WORK REQUIRED:
Omitting all images, output the entries that follow exactly as written.
──────── LISTED ENTRIES ────────
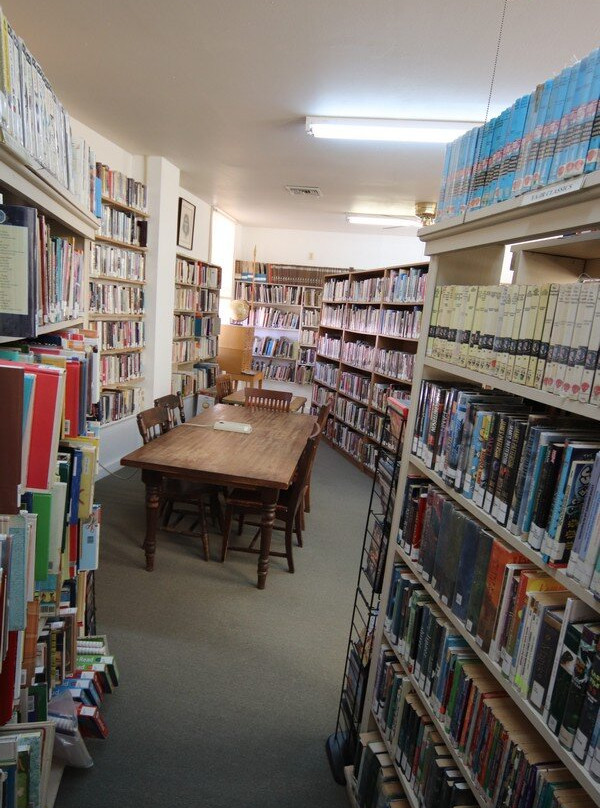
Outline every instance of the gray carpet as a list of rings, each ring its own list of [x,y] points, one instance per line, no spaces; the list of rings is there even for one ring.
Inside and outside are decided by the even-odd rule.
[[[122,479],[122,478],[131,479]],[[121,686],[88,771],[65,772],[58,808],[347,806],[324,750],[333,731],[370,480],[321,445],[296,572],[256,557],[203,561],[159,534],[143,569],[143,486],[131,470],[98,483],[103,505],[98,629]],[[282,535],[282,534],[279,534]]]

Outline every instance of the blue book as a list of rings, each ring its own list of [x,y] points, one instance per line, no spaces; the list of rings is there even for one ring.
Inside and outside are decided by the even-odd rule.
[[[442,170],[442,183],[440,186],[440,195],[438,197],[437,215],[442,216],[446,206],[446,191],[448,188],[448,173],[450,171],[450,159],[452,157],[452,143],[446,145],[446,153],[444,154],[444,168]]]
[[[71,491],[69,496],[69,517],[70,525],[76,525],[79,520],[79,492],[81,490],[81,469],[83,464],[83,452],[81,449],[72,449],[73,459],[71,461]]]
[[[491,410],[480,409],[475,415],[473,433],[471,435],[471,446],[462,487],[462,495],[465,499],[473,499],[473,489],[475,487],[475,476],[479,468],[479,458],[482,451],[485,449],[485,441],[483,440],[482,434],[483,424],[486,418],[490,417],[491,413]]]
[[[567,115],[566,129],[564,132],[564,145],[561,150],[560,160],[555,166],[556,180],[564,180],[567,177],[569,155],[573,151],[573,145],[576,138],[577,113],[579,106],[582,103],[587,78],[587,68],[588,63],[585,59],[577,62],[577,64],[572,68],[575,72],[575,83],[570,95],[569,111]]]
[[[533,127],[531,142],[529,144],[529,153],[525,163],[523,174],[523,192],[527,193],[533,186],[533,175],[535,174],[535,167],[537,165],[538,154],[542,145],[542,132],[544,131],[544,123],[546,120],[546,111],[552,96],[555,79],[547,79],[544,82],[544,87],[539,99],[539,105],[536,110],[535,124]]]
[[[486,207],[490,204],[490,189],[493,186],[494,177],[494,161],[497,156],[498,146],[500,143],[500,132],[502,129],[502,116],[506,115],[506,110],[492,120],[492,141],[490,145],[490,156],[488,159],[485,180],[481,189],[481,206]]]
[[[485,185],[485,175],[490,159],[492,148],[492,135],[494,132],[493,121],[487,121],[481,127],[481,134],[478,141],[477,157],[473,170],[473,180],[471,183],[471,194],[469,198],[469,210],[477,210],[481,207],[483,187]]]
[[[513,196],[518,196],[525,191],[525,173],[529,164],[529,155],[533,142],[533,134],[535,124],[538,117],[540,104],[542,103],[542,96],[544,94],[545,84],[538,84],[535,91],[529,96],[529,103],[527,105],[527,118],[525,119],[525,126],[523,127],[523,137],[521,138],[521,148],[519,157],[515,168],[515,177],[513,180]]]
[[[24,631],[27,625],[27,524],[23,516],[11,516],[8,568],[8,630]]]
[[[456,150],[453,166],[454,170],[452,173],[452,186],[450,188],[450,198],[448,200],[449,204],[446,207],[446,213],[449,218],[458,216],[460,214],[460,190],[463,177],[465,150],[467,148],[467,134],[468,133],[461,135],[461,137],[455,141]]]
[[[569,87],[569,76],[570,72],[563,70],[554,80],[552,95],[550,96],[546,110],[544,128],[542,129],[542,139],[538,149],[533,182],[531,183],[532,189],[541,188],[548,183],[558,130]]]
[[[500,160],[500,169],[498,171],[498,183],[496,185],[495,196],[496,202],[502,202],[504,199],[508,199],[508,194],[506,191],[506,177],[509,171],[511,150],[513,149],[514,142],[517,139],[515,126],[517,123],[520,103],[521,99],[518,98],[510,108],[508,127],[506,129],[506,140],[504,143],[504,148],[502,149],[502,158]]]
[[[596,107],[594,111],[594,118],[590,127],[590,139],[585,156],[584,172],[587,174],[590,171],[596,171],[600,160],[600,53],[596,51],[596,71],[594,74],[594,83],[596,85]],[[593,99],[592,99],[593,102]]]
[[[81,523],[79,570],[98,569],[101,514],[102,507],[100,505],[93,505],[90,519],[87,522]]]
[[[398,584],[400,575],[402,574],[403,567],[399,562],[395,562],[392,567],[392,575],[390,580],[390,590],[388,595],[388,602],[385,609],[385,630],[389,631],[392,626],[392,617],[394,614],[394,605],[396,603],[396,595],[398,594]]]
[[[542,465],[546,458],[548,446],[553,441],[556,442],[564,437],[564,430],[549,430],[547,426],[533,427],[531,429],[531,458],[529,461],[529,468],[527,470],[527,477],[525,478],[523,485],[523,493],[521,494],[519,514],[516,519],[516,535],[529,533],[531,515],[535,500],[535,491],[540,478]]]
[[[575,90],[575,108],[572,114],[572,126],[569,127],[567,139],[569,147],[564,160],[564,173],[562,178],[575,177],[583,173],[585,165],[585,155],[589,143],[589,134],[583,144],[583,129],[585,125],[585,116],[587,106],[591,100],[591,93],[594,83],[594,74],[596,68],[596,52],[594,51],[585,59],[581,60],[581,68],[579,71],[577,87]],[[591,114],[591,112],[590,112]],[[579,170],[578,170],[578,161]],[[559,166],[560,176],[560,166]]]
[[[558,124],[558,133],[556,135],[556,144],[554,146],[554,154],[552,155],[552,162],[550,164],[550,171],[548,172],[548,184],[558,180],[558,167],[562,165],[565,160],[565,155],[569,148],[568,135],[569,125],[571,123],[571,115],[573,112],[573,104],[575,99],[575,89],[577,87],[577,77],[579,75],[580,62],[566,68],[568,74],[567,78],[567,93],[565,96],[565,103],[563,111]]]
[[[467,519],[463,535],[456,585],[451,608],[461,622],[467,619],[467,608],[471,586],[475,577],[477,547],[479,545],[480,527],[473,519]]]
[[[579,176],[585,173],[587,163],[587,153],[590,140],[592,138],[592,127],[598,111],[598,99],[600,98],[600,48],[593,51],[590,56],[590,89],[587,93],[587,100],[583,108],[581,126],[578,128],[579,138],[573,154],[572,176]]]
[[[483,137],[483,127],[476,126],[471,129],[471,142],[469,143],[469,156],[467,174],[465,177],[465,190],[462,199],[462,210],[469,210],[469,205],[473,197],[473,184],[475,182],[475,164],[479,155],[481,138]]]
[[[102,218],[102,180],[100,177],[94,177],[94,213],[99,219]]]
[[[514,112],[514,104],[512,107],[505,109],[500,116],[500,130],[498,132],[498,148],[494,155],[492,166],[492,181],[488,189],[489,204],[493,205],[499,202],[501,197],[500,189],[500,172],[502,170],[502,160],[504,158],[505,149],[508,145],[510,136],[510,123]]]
────────
RESULT FOR THIS EXERCISE:
Outline every instance of the gray carpet as a list of rings, each ring its own list of [x,y] points, one instance per line, no spaces; the list of rings is there even for one ring.
Inside and outside are decided by the even-odd rule.
[[[122,479],[122,478],[131,479]],[[121,686],[88,771],[65,772],[58,808],[347,806],[324,750],[333,731],[370,480],[321,445],[296,572],[256,557],[203,561],[159,534],[143,569],[143,486],[131,470],[98,483],[103,505],[98,629]],[[282,535],[282,534],[279,534]]]

Outline every instance of the blue book as a list of rings, each ring its own list of [x,y] points, one instance per line, no spaces; the list of rings is there even for one ring.
Inside and outside are decided by the even-odd rule.
[[[442,170],[442,183],[440,186],[440,195],[438,197],[437,215],[442,216],[446,206],[446,191],[448,188],[448,173],[450,171],[450,159],[452,157],[452,143],[446,145],[446,153],[444,154],[444,168]]]
[[[71,491],[69,496],[69,517],[70,525],[76,525],[79,520],[79,492],[81,490],[81,469],[83,464],[83,452],[81,449],[72,449],[73,459],[71,461]]]
[[[491,410],[480,409],[475,415],[473,433],[471,435],[471,446],[462,487],[462,495],[465,499],[473,499],[473,489],[475,487],[475,476],[479,468],[479,458],[482,451],[485,449],[485,441],[483,440],[482,434],[483,424],[486,418],[490,417],[491,413]]]
[[[567,115],[566,129],[564,132],[564,145],[561,150],[560,160],[555,166],[556,180],[564,180],[567,177],[569,155],[573,151],[573,145],[576,138],[577,113],[579,106],[582,103],[587,78],[587,68],[588,63],[585,59],[577,62],[577,64],[572,68],[575,72],[575,83],[570,95],[569,111]]]
[[[533,127],[531,142],[529,144],[529,153],[525,163],[523,174],[523,192],[527,193],[533,186],[533,175],[535,174],[535,167],[537,165],[538,154],[542,145],[542,132],[544,131],[544,123],[546,120],[546,111],[552,96],[555,79],[547,79],[544,82],[544,87],[539,99],[539,105],[536,110],[535,124]]]
[[[486,207],[490,204],[490,189],[493,186],[494,177],[494,161],[497,156],[498,146],[500,143],[500,132],[502,129],[502,116],[506,115],[506,110],[492,120],[492,141],[490,145],[490,156],[488,159],[485,180],[481,189],[481,206]]]
[[[485,185],[485,175],[490,159],[492,148],[492,135],[494,132],[493,121],[487,121],[481,127],[481,134],[478,141],[477,157],[473,170],[473,180],[471,183],[471,194],[469,198],[469,210],[477,210],[481,207],[483,187]]]
[[[513,196],[518,196],[525,191],[525,173],[529,164],[529,155],[533,142],[533,134],[535,124],[538,117],[540,104],[542,103],[542,96],[544,94],[545,84],[538,84],[535,91],[529,96],[529,103],[527,105],[527,118],[525,119],[525,126],[523,127],[523,137],[521,138],[521,148],[519,157],[515,168],[515,177],[513,180]]]
[[[24,631],[27,625],[27,524],[23,516],[11,516],[8,568],[8,630]]]
[[[456,150],[453,166],[454,170],[452,173],[452,186],[450,188],[450,198],[448,200],[449,204],[446,207],[446,213],[449,218],[458,216],[460,214],[460,190],[463,177],[465,150],[467,148],[467,134],[468,133],[461,135],[461,137],[455,141]]]
[[[569,87],[569,76],[570,72],[563,70],[554,80],[552,95],[550,96],[546,110],[544,128],[542,129],[542,139],[538,149],[533,182],[531,183],[532,189],[541,188],[548,183],[558,130]]]
[[[500,160],[500,169],[498,171],[498,183],[496,185],[495,196],[496,202],[502,202],[504,199],[508,199],[508,194],[506,191],[506,177],[509,171],[511,150],[513,149],[514,142],[517,139],[515,126],[517,123],[520,103],[521,99],[518,98],[510,108],[508,127],[506,129],[506,140],[504,143],[504,148],[502,149],[502,158]]]
[[[596,107],[594,111],[594,118],[590,127],[590,139],[585,156],[584,172],[587,174],[590,171],[596,171],[600,160],[600,53],[596,51],[596,71],[594,74],[594,83],[596,85]],[[593,99],[592,99],[593,102]]]
[[[81,523],[79,570],[98,569],[101,514],[102,507],[100,505],[93,505],[90,519],[87,522]]]
[[[398,584],[400,575],[402,574],[403,567],[399,562],[395,562],[392,567],[392,575],[390,580],[390,590],[388,595],[388,602],[385,609],[385,630],[389,631],[392,626],[392,617],[394,614],[394,605],[396,603],[396,595],[398,594]]]
[[[542,465],[546,458],[548,446],[553,441],[556,442],[564,437],[564,430],[549,430],[547,426],[533,427],[531,429],[531,458],[529,461],[529,468],[527,470],[527,477],[525,478],[523,485],[523,493],[521,494],[519,514],[516,519],[516,535],[529,533],[531,515],[535,500],[535,491],[540,478]]]
[[[575,90],[575,108],[572,114],[572,126],[569,127],[567,139],[569,147],[564,160],[564,173],[562,178],[575,177],[583,173],[585,165],[585,155],[589,143],[589,134],[583,144],[583,129],[585,125],[585,116],[587,106],[591,100],[591,93],[594,83],[594,74],[596,68],[596,52],[594,51],[585,59],[581,60],[581,68],[579,71],[577,87]],[[591,114],[591,112],[590,112]],[[579,170],[578,170],[578,161]],[[559,166],[560,176],[560,166]]]
[[[558,124],[558,133],[556,135],[556,144],[554,146],[554,154],[552,155],[552,162],[550,164],[550,171],[548,172],[548,184],[558,180],[558,167],[562,165],[565,160],[565,155],[569,148],[568,135],[569,125],[571,123],[571,115],[573,112],[573,104],[575,99],[575,89],[577,87],[577,77],[579,75],[580,62],[566,68],[568,74],[567,78],[567,93],[565,96],[565,103],[563,111]]]
[[[467,519],[463,535],[456,585],[451,608],[461,622],[467,619],[467,608],[471,586],[475,577],[477,547],[479,545],[480,527],[473,519]]]
[[[579,176],[585,173],[587,163],[587,153],[590,140],[592,138],[592,127],[598,111],[598,99],[600,98],[600,48],[593,51],[590,56],[590,89],[587,93],[587,100],[583,108],[581,126],[578,128],[579,138],[573,154],[572,176]]]
[[[483,137],[483,127],[476,126],[471,129],[471,142],[469,143],[469,156],[467,174],[465,177],[465,190],[462,199],[462,210],[469,210],[469,205],[473,197],[473,184],[475,182],[475,164],[479,155],[481,138]]]
[[[102,218],[102,180],[100,177],[94,177],[94,213],[99,219]]]
[[[514,112],[514,104],[512,107],[505,109],[500,116],[500,130],[498,132],[498,148],[494,155],[492,166],[492,181],[488,189],[489,204],[493,205],[499,202],[501,197],[500,189],[500,172],[502,170],[502,160],[504,158],[505,149],[508,145],[510,136],[510,123]]]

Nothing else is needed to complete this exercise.